Source extract:
......

Meteora Eats: Archontariki

My hostess recommended a taverna to me when I asked her where to eat. She said the place served fresh off the market, traditional food at a good price. Archontariki was just a minute’s walk from where I’m staying at. Just off the town square.
I was told I can seat anywhere I fancied so I chose a table near the window and got settled in. Since I seem to have only time for dinner on this trip, my evening meals tend to make up for the rushed ones of the day.
Browsing through the menu, I decided to have a starter, a main, and of course, dessert!
Due to the fact that I’m in Greece, I was craving for feta cheese.

Grilled feta cheese

For mains, I had lamb. Something that seems to be of a specialty. I asked for it to be paired with rice coz a meal just isn’t the same for me without it! Other options were potatoes, pasta, or vegetables.

Roasted lamb cooked with lemon and herbs

Dessert was another opportunity to try something local so I had kataifi. I was advised by them to let its temperature get warm first as it was from their fridge so that it’d melt in your mouth when you eat it. It tastes quite like baklava – very sweet. I was only able to eat half of it.

Kataifi

Being very satisfied with mu dinner at this taverna that night, I came back again for my dinner the next day. My total expense for the previous meal was 15euros! I wanted to try other dishes. :)

 I still wanted my feta cheese so even if I was really tempted to have another plate of grilled feta cheese, I opted for something healthier and had Greek salad instead. Yummy!

Greek salad

For mains, I opted for a meat I love (chicken) and ordered for a souvlaki. It is a Greek dish where pieces of meat are skewered then grilled. Of course I paired it again with rice – wouldn’t have it any other way! hehe

Chicken souvlaki

I didn’t order any dessert as I was looking forward to eating my freshly picked pomegranate once I’m back in the hostel. I did order for a Greek coffee though. I was (pleasantly) surprised to learn when they told me that it’s on the house!

I highly recommend this place!

How To Get To Meteora From Thessaloniki

I’ve always wanted to see the amazing mountains of Meteora. Those rock formations that formed millions of years ago and which served as refuge of monks since the 12th century. Meteora is a UNESCO World Heritage Site. SO even if it meant travelling to this gorgeous place on my own, I was more than up for it! :D
I arrived in Thessaloniki airport from Rome. It’s amazing travelling within the EU! Their free movement meant that there was not even any kind of check once we landed in Greece. Our flight was led to a gate that leads outside after you get your luggage!

......

Requests:
A: Rewrite the paragraph of the Meteora travel post that begins "Dessert was another opportunity" as a short bulleted list that keeps its main facts.
B: Carry on the Meteora travel post after its final sentence, keeping the same casual first-person voice.

Location labeling rows
......

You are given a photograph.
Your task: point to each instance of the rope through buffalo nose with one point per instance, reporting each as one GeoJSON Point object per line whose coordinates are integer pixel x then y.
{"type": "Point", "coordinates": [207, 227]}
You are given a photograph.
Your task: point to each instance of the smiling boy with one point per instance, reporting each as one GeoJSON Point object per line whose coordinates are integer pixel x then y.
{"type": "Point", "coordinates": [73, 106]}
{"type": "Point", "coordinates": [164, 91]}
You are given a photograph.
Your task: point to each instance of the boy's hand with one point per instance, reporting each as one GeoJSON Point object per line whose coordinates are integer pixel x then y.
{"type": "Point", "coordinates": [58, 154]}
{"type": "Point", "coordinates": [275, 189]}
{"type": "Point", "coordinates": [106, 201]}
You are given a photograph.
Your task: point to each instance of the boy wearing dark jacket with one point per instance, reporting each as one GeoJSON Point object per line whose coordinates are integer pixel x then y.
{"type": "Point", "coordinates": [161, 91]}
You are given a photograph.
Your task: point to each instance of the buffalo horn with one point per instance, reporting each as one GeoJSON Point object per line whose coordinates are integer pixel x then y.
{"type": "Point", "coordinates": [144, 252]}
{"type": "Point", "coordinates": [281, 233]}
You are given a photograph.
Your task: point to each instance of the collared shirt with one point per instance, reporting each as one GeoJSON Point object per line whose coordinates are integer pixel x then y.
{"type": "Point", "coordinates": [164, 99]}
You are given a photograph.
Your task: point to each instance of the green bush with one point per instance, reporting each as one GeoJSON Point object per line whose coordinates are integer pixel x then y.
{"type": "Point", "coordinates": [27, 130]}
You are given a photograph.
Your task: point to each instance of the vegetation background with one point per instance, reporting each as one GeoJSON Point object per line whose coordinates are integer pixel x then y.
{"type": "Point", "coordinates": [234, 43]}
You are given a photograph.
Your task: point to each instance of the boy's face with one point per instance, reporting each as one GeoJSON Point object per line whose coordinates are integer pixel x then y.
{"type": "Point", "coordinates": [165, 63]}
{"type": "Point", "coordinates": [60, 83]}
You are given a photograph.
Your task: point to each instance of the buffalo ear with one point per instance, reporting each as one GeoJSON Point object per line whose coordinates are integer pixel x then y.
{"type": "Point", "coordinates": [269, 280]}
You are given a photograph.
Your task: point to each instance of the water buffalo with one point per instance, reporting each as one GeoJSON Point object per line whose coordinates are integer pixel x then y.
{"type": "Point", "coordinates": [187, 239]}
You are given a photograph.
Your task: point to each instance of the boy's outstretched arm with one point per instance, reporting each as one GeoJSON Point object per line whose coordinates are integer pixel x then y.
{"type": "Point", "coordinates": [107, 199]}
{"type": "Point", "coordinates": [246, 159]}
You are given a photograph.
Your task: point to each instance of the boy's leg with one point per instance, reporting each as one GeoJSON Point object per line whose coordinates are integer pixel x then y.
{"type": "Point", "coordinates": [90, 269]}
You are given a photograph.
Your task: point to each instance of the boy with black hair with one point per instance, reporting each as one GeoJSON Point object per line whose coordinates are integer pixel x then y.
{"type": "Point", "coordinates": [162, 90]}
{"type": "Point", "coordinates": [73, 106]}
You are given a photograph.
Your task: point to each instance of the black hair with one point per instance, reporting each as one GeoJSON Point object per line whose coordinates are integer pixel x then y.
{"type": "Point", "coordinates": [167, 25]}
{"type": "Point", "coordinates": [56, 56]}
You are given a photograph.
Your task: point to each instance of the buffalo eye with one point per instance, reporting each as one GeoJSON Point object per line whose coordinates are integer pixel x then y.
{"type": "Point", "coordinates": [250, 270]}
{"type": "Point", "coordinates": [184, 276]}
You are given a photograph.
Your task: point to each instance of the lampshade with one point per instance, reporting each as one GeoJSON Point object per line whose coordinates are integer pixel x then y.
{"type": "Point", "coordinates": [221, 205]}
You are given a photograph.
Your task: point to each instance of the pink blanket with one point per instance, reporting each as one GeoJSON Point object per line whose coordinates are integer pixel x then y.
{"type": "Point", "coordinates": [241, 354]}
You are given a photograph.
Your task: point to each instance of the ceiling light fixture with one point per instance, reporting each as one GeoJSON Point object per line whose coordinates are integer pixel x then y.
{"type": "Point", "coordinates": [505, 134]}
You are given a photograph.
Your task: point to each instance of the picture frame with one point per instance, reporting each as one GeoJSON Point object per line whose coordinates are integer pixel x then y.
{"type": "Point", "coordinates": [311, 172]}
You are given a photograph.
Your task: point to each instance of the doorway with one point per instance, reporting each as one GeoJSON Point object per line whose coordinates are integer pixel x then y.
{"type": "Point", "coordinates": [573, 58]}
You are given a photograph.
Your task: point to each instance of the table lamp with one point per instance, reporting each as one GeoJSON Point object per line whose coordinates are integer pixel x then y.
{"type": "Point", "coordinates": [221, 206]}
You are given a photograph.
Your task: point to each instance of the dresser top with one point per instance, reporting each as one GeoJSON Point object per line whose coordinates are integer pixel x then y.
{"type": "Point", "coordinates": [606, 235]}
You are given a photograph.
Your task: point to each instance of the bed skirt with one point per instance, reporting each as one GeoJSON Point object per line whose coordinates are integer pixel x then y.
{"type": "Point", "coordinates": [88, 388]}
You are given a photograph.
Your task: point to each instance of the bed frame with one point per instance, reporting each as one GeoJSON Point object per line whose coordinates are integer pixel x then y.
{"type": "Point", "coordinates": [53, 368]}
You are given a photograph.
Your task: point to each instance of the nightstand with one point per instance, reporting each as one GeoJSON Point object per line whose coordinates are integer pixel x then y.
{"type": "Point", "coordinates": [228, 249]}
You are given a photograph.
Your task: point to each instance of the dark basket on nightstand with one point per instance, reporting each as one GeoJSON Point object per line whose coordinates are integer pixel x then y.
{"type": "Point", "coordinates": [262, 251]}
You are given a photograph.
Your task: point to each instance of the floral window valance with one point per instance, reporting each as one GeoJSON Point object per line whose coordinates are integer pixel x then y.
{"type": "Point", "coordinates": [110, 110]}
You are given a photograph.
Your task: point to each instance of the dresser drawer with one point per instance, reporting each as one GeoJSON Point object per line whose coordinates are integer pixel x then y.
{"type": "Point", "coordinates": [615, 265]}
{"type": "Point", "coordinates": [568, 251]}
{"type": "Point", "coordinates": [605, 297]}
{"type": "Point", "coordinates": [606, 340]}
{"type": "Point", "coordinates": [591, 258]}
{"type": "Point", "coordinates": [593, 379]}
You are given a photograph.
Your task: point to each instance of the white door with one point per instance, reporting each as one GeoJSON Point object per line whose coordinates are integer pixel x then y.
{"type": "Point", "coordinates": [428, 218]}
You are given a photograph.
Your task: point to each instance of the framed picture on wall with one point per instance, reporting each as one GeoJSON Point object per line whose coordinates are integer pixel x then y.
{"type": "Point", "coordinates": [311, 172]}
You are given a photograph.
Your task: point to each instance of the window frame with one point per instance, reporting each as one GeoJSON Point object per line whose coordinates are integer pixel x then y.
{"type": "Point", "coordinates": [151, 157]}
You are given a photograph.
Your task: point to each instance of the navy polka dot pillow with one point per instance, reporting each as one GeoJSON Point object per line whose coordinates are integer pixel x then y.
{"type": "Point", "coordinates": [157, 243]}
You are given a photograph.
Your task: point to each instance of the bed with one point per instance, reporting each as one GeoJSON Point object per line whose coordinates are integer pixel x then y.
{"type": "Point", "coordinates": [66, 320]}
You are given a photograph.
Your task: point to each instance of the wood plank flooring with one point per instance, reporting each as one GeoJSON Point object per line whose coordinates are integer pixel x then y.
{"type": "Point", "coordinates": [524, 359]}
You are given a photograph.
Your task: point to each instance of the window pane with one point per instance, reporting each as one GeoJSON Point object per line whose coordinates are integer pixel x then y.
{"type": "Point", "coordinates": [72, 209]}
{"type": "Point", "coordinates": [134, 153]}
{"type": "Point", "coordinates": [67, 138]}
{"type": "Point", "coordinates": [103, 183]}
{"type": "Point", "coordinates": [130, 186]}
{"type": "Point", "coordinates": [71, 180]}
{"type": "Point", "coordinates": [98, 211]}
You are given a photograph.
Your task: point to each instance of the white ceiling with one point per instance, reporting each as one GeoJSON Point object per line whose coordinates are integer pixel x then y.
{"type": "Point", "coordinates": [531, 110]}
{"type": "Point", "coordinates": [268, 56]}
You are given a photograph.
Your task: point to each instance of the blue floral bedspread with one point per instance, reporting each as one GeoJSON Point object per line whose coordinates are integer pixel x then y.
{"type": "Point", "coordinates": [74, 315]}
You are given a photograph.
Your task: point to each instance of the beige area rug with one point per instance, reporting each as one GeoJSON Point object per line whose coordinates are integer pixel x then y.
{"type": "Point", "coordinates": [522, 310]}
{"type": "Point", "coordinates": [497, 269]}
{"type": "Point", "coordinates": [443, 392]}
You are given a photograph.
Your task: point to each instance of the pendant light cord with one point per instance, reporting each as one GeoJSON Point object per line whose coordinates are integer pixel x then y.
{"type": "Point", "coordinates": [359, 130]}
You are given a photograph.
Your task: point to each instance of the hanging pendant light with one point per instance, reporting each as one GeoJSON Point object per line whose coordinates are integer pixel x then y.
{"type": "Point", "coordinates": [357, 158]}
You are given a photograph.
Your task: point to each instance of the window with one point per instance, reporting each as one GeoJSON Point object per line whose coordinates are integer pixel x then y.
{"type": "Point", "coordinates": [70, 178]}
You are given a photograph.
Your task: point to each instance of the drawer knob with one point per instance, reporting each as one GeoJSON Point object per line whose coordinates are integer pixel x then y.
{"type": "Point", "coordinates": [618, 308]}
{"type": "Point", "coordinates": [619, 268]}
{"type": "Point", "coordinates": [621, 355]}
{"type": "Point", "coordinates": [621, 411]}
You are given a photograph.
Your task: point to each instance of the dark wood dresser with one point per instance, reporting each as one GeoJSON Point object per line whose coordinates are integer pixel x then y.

......

Answers provided:
A:
- For dessert, I tried a local dish, kataifi.
- The staff advised letting it warm up first because it came from the fridge, so it would melt in the mouth.
- It tastes much like baklava and is very sweet.
- I managed to eat only half of it.

B:
Once outside, just follow the sign for the bus station which is literally just outside the doors, opposite side of the road. There is a kiosk that sells bus tickets. I bought a €2 ticket that would bring me to the main bus station (Macedonia Inter City Bus Station).  After around 55mins, we’re at the terminal.
Inside the terminal, there are several counters where you can buy tickets from. To get to Meteora, you buy a ticket for Trikala (at counter 1), for €20.40. I had around 30mins to kill so I took that as a chance to freshen up and get some food in my tummy. I had 2 pizza (one to take away), a hot cup of tea, and a litre of water for  less than €8! The bus was scheduled to leave at 12:00nn. 2.5hrs later, we arrived in Trikala. The bus ride was relaxing. No traffic enroute. And I had no one seated beside me!👍
Upon arriving in Trikala, I went to the ticketing counter and bought a ticket for Kalambaka (€2.60). This will be my base for exploring the mountains of Meteora. I opted to stay here so that I’d have more option for food and other shops. Also, more convenient as both the train and bus station will just be short walks away!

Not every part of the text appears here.